- **Provided records**
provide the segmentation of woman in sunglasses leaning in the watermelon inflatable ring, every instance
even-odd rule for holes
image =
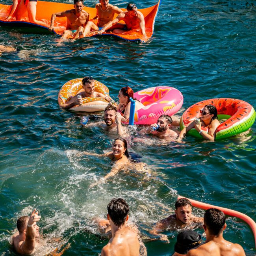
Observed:
[[[200,114],[200,123],[196,124],[195,120],[192,121],[188,126],[182,129],[178,140],[181,140],[192,128],[195,128],[204,139],[209,141],[215,140],[217,127],[221,124],[217,119],[217,109],[213,105],[205,105],[204,108],[200,110]],[[202,126],[208,127],[208,133],[201,129]]]

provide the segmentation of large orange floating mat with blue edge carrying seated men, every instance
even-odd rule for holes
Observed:
[[[19,1],[20,2],[20,1]],[[155,6],[151,6],[145,9],[139,9],[144,15],[145,18],[145,30],[147,37],[152,37],[152,34],[154,32],[154,22],[156,19],[156,15],[158,13],[158,9],[160,6],[161,0],[158,1],[158,4]],[[18,8],[17,8],[18,9]],[[17,12],[17,9],[14,13]],[[56,3],[56,2],[45,2],[45,1],[37,1],[37,14],[36,19],[41,20],[46,23],[46,26],[41,26],[39,24],[31,23],[28,19],[28,13],[25,12],[24,15],[22,15],[21,20],[16,20],[15,18],[11,19],[10,21],[5,21],[10,10],[11,6],[0,4],[0,25],[9,25],[9,26],[16,26],[16,27],[41,27],[48,30],[48,27],[50,26],[50,21],[52,17],[52,13],[56,13],[59,11],[66,11],[69,9],[74,9],[73,4],[62,4],[62,3]],[[89,13],[90,18],[89,20],[92,20],[96,16],[96,9],[91,7],[84,7],[83,8],[87,13]],[[121,8],[123,11],[126,10],[124,8]],[[115,17],[117,14],[115,14]],[[114,18],[115,18],[114,17]],[[122,22],[122,21],[121,21]],[[54,32],[58,35],[62,35],[63,31],[66,29],[67,26],[67,19],[66,18],[56,18],[54,22]],[[114,33],[102,33],[102,35],[113,35],[116,37],[119,37],[121,39],[127,40],[127,41],[144,41],[143,35],[138,32],[137,30],[131,30],[128,32],[124,32],[122,34],[114,34]],[[91,35],[91,36],[98,36],[98,35]]]

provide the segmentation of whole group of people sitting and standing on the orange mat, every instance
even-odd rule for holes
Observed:
[[[36,6],[37,0],[25,0],[20,1],[19,7],[18,0],[13,0],[13,6],[6,18],[6,21],[11,20],[16,8],[18,8],[16,14],[16,20],[20,20],[22,14],[27,9],[28,18],[30,22],[40,24],[42,26],[48,26],[43,21],[36,20]],[[74,9],[53,13],[51,17],[51,24],[49,30],[54,30],[54,21],[56,17],[66,17],[67,27],[62,35],[62,39],[73,37],[74,39],[82,38],[89,33],[101,35],[106,31],[113,31],[113,33],[124,33],[129,30],[139,30],[141,34],[147,39],[145,32],[145,20],[143,14],[137,10],[135,4],[128,4],[126,11],[122,11],[119,7],[109,4],[109,0],[100,0],[100,3],[96,4],[96,16],[90,21],[89,13],[83,10],[83,0],[74,0]],[[115,13],[118,16],[114,18]],[[97,20],[97,25],[93,22]],[[119,23],[124,21],[125,24]]]

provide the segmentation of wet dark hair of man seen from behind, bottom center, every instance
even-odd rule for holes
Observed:
[[[120,227],[125,223],[129,206],[122,198],[113,198],[108,204],[108,214],[113,223]]]

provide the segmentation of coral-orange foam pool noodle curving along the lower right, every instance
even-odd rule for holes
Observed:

- **Try it**
Would you write out the data exactly, with no pictures in the copy?

- **Answer box**
provide the segmentation of woman in sunglasses leaning in the watermelon inflatable ring, every instance
even-odd rule for holes
image =
Observed:
[[[200,114],[200,123],[196,124],[195,120],[192,121],[188,126],[182,129],[178,140],[181,140],[192,128],[195,128],[204,139],[209,141],[215,140],[217,127],[221,124],[217,119],[217,109],[213,105],[205,105],[204,108],[200,110]],[[202,126],[208,127],[208,133],[201,129]]]

provide the segmentation of large orange floating mat with blue edge carrying seated men, every instance
even-odd rule for holes
Observed:
[[[19,1],[20,2],[20,1]],[[155,6],[151,6],[145,9],[139,9],[144,15],[145,18],[145,30],[147,37],[152,37],[152,34],[154,32],[154,22],[156,19],[156,15],[158,13],[158,9],[160,6],[161,0],[158,1],[158,4]],[[18,8],[17,8],[18,9]],[[17,12],[17,9],[14,13]],[[56,3],[56,2],[45,2],[45,1],[37,1],[37,14],[36,19],[41,20],[46,23],[46,26],[41,26],[39,24],[31,23],[28,19],[28,13],[25,12],[24,15],[22,15],[21,20],[16,20],[15,18],[11,19],[10,21],[5,21],[10,10],[11,6],[0,4],[0,25],[9,25],[9,26],[16,26],[16,27],[41,27],[48,30],[48,27],[50,26],[50,21],[52,17],[52,13],[56,13],[59,11],[66,11],[69,9],[74,9],[73,4],[62,4],[62,3]],[[89,13],[90,18],[89,20],[92,20],[96,16],[96,9],[91,7],[84,7],[83,8],[87,13]],[[121,8],[123,11],[126,10],[124,8]],[[115,17],[117,14],[115,14]],[[114,18],[115,18],[114,17]],[[122,22],[122,21],[121,21]],[[54,32],[58,35],[62,35],[63,31],[66,29],[67,26],[67,19],[66,18],[56,18],[54,22]],[[114,33],[102,33],[102,35],[113,35],[116,37],[119,37],[121,39],[127,40],[127,41],[144,41],[143,35],[138,32],[137,30],[131,30],[128,32],[124,32],[122,34],[114,34]],[[91,35],[91,36],[98,36],[98,35]]]

provide the segmentation of whole group of people sitting and standing on the orange mat, every instance
even-odd rule for holes
Observed:
[[[36,6],[37,0],[25,0],[20,1],[19,7],[18,0],[13,0],[13,6],[6,18],[6,21],[11,20],[16,8],[18,8],[16,14],[16,20],[20,20],[22,14],[27,9],[28,18],[30,22],[40,24],[42,26],[48,26],[43,21],[36,20]],[[74,9],[53,13],[51,17],[51,24],[49,30],[54,30],[54,21],[56,17],[66,17],[67,27],[62,35],[62,39],[73,37],[74,39],[82,38],[89,33],[101,35],[106,31],[113,31],[113,33],[124,33],[129,30],[139,30],[141,34],[147,39],[145,32],[145,20],[143,14],[137,10],[135,4],[128,4],[126,11],[122,11],[119,7],[109,4],[109,0],[100,0],[100,3],[96,4],[96,16],[90,21],[89,13],[83,10],[83,0],[74,0]],[[115,13],[118,16],[114,18]],[[97,20],[97,25],[93,22]],[[119,23],[124,21],[125,24]]]

provide the segmentation of wet dark hair of man seen from behind, bottom center, every instance
even-odd rule for holes
Observed:
[[[120,227],[125,223],[129,206],[122,198],[113,198],[108,204],[108,214],[113,223]]]

provide the segmentation of coral-orange foam pool noodle curving along the lower right, every instance
even-odd rule for holes
Observed:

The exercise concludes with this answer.